Americans who face the greatest threat from potential toxic chemical disasters are predominantly from low income and minority communities, a new report released by the Environmental Justice and Health Alliance asserts.
In a first-of-its-kind study, the report, Who’s in Danger? A Demographic Analysis of Chemical Disaster Vulnerability Zones, documents the high-risk factors of living within the vicinity of chemical facilities—including water and wastewater treatment facilities, power plants, bleach production facilities, petroleum refineries and paper mills. The report dubs these hotspots “vulnerability zones,” or “fenceline zones.”
“Our government has allowed these facilities to be disproportionately located in communities of color and has allowed chemical corporations and the officials who are supposed to be protecting us to tragically fail workers and surrounding communities,” explains Michele Roberts, co-author of the report. “Sadly, we have witnessed too many tragic catastrophes such as what happened in West, TX, last year, with 15 people killed; or in Elk River, WV, with toxic, contaminated water coming out of people’s faucets in their homes; or Richmond, CA, where 15,000 were sent to hospitals from a Chevron refinery explosion.”

§ §

• Task list:
(a) From the article on chemical disaster risk, reproduce the passage starting at "Americans who face" and ending at "Health Alliance asserts.", keeping every word unchanged.
(b) In the article on chemical disaster risk, how many people were sent to hospitals after the Chevron refinery explosion in Richmond, CA?

§ §

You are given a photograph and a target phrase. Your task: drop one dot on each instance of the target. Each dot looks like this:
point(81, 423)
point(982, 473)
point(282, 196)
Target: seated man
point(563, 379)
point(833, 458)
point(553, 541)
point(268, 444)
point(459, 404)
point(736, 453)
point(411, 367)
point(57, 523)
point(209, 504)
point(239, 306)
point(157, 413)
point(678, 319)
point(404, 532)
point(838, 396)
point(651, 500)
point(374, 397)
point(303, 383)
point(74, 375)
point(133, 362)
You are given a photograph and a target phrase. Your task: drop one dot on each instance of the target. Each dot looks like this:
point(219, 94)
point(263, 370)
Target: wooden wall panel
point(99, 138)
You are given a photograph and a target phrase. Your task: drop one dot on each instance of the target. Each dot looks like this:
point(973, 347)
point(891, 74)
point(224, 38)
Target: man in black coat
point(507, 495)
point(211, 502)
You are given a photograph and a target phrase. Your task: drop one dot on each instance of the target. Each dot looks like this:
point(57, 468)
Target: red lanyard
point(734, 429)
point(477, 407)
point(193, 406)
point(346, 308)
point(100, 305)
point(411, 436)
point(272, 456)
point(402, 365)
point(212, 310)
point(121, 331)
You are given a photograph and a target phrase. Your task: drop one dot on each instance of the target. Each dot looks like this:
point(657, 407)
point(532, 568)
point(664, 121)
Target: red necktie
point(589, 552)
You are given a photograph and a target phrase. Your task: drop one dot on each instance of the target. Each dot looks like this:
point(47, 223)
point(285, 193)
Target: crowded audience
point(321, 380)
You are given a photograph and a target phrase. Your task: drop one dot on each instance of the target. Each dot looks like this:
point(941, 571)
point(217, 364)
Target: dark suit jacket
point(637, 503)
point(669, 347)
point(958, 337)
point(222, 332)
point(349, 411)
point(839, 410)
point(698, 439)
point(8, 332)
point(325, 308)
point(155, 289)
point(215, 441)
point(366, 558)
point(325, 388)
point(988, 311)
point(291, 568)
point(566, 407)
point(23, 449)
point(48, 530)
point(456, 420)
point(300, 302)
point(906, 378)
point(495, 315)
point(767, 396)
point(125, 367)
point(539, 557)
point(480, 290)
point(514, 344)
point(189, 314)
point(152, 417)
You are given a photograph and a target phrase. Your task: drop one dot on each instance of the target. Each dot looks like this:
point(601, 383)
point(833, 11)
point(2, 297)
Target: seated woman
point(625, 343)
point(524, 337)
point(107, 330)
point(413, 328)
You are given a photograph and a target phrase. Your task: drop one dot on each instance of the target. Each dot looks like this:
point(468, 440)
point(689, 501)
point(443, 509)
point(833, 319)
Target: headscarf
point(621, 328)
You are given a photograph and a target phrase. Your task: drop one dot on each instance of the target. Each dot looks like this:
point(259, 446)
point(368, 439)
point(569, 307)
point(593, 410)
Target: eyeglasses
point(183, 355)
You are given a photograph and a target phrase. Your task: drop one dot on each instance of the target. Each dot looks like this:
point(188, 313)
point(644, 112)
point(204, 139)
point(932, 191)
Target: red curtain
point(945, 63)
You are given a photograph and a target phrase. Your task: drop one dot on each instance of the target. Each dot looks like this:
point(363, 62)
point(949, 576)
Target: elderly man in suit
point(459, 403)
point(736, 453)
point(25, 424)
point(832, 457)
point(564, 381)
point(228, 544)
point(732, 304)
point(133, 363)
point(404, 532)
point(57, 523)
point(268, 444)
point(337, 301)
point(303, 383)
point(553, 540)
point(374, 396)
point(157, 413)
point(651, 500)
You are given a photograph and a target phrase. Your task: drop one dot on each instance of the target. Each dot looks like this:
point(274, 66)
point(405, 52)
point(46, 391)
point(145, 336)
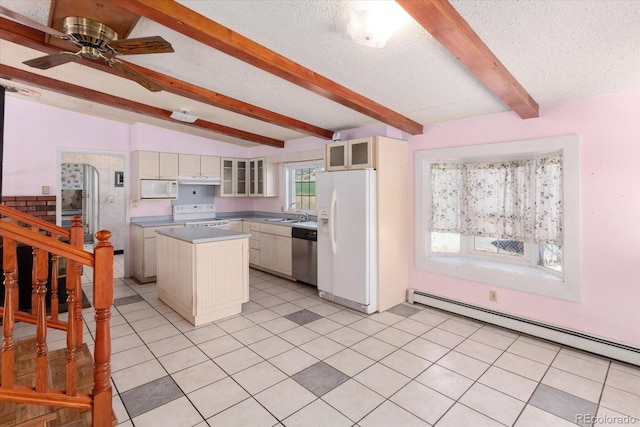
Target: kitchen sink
point(312, 224)
point(283, 220)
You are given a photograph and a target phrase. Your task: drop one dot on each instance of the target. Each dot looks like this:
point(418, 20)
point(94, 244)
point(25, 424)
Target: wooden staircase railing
point(45, 239)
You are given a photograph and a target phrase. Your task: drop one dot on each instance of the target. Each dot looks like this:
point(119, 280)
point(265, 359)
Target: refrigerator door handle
point(332, 216)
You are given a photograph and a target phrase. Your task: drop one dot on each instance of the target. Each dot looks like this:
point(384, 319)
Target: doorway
point(79, 184)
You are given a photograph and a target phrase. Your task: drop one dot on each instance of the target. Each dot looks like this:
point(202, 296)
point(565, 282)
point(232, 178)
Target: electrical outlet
point(493, 296)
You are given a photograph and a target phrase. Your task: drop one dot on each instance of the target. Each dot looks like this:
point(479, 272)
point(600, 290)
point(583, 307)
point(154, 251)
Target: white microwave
point(158, 189)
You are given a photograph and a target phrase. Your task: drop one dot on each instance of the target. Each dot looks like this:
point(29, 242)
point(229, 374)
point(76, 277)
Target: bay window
point(497, 213)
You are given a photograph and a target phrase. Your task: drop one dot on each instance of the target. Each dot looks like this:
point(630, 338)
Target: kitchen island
point(203, 273)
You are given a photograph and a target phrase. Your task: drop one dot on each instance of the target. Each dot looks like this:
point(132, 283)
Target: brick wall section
point(43, 207)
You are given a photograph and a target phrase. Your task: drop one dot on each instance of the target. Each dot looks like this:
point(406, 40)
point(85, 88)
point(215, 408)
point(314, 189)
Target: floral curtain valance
point(519, 200)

§ §

• Numbered answers:
(a)
Americans who face the greatest threat from potential toxic chemical disasters are predominantly from low income and minority communities, a new report released by the Environmental Justice and Health Alliance asserts.

(b) 15,000 people